## [Exercise data]
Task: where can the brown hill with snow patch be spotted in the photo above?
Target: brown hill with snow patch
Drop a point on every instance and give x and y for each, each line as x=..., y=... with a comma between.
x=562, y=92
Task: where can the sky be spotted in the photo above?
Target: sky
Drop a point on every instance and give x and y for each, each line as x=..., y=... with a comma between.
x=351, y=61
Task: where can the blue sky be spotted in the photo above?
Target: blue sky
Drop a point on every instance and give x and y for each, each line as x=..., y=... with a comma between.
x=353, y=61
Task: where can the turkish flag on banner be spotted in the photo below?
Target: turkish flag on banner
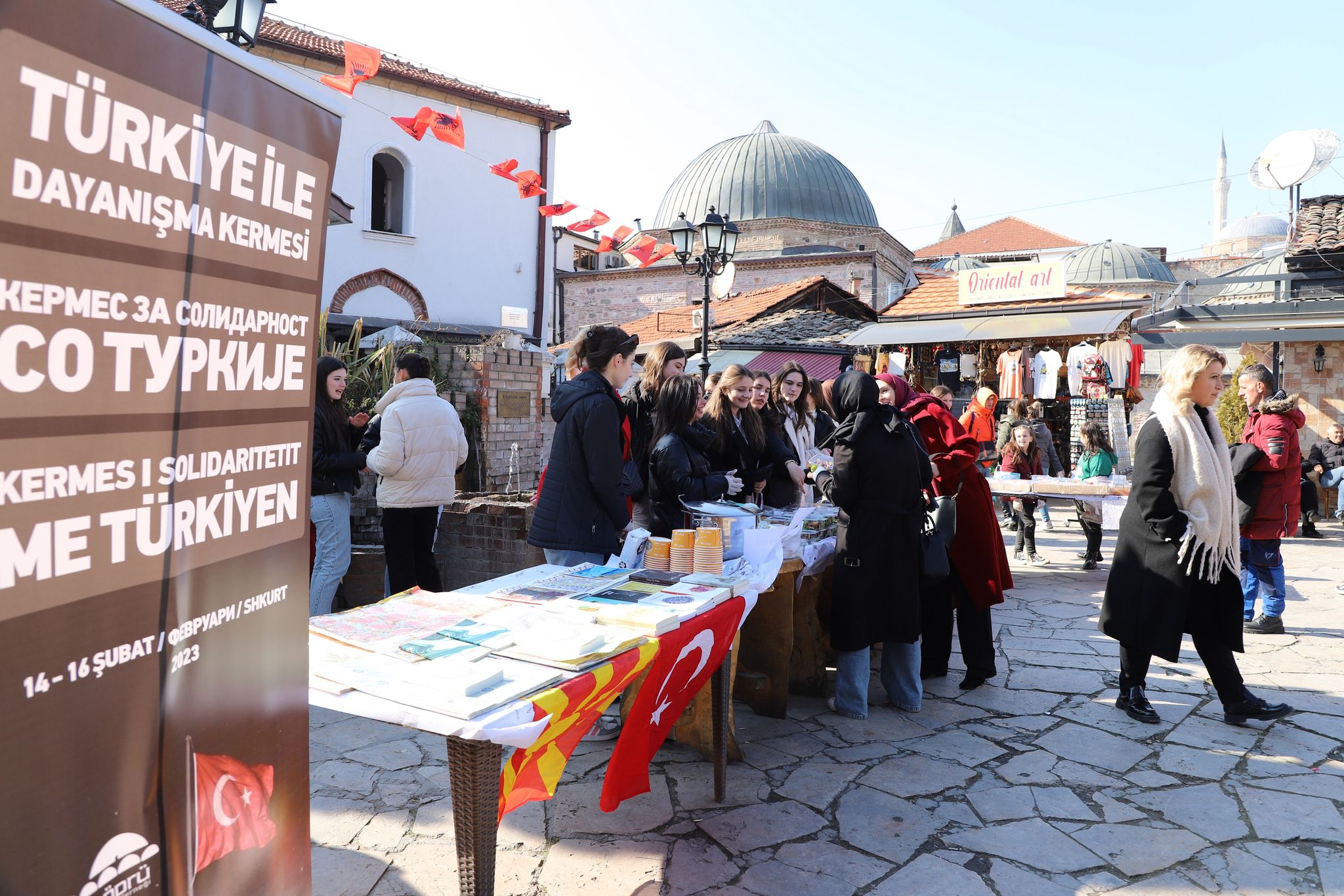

## [Task item]
What is needed is a verbatim transcription of the records, minus the pictures.

## [Written solution]
Task: where can the brown hill with snow patch be spotted in the photo above?
Target: brown hill with snow patch
Drop a point on every instance and give x and y for each, each line as x=..., y=... with a comma between.
x=562, y=92
Task: where can the sky be spotted in the photo above?
Target: sky
Drop a point on every instance and give x and y for each, each line as x=..., y=... with a comma between.
x=351, y=61
Task: where can the blue sky be spotted in the photo above?
Target: blue sky
Drop a point on every instance and give x and y for each, each line as x=..., y=... with a comma between.
x=353, y=61
Task: where can the turkish flag on banner be spotted in the photo below?
Target: turkish flag on banner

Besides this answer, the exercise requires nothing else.